• Te doen
1. Schrijf uit het rijkswetsvoorstel over de rol van de Koning letterlijk het stuk over dat loopt van "Inhoudsopgave" tot en met "865 (R 1957)".
2. Schrijf het vervolg van het rijkswetsvoorstel over de rol van de Koning, aansluitend op de laatste zin die er staat.

━━━━━ Te lezen tekst ━━━━━

Voorstel van rijkswet - Voorstel van rijkswet van de leden Elissen en Helder houdende verklaring dat er grond bestaat een voorstel in overweging te nemen tot verandering in het Statuut voor het Koninkrijk der Nederlanden, strekkende tot modernisering van de rol van de Koning in het staatsbestel - Hoofdinhoud
Dit voorstel van wet i is onder nr. 2 toegevoegd aan wetsvoorstel 32865 (R1957) - Initiatiefvoorstel Wijziging van het Statuut van het Koninkrijk ter modernisering van de rol van de Koning (eerste lezing) i.
Inhoudsopgave
Officiële titel | Voorstel van rijkswet van de leden Elissen en Helder houdende verklaring dat er grond bestaat een voorstel in overweging te nemen tot verandering in het Statuut voor het Koninkrijk der Nederlanden, strekkende tot modernisering van de rol van de Koning in het staatsbestel ; Voorstel van wet (initiatiefvoorstel); Voorstel van rijkswet |
---|---|
Documentdatum | 01-09-2011 |
Publicatiedatum | 01-09-2011 |
Nummer | KST328652 |
Kenmerk | 32865 R1957, nr. 2 |
Externe link | origineel bericht |
Originele document in PDF |
Tweede Kamer der Staten-Generaal
Vergaderjaar 2010–2011
32 865 (R 1957)
Voorstel van rijkswet van de leden Elissen en Helder houdende verklaring dat er grond bestaat een voorstel in overweging te nemen tot verandering in het Statuut voor het Koninkrijk der Nederlanden, strekkende tot modernisering van de rol van de Koning in het staatsbestel
Nr. 2
VOORSTEL VAN RIJKSWET
Wij Beatrix, bij de gratie Gods, Koningin der Nederlanden, Prinses van Oranje-Nassau, enz. enz. enz.

━━━━━ Aangeleverd materiaal ━━━━━

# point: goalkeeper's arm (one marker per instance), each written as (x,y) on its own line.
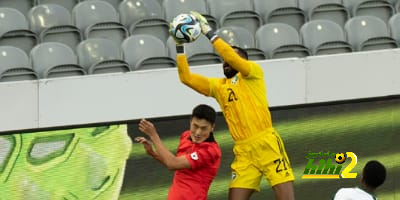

━━━━━

• Antwoorden per opdracht
1.
Inhoudsopgave
Officiële titel | Voorstel van rijkswet van de leden Elissen en Helder houdende verklaring dat er grond bestaat een voorstel in overweging te nemen tot verandering in het Statuut voor het Koninkrijk der Nederlanden, strekkende tot modernisering van de rol van de Koning in het staatsbestel ; Voorstel van wet (initiatiefvoorstel); Voorstel van rijkswet |
---|---|
Documentdatum | 01-09-2011 |
Publicatiedatum | 01-09-2011 |
Nummer | KST328652 |
Kenmerk | 32865 R1957, nr. 2 |
Externe link | origineel bericht |
Originele document in PDF |
Tweede Kamer der Staten-Generaal
Vergaderjaar 2010–2011
32 865 (R 1957)

2.
Allen, die deze zullen zien of horen lezen, saluut! doen te weten: Alzo Wij in overweging genomen hebben, dat er grond bestaat een voorstel in overweging te nemen tot wijziging van het Statuut strekkende tot modernisering van de rol van de Koning in het staatsbestel;
Zo is het, dat Wij, de Afdeling advisering van de Raad van State van het Koninkrijk gehoord, en met gemeen overleg der Staten-Generaal, artikel 55 van het Statuut voor het Koninkrijk der Nederlanden in acht genomen zijnde, hebben goedgevonden en verstaan, gelijk Wij goedvinden en verstaan bij deze:
ARTIKEL I
Er bestaat grond het hierna in artikel II omschreven voorstel tot wijziging van het Statuut voor het Koninkrijk der Nederlanden in overweging te nemen.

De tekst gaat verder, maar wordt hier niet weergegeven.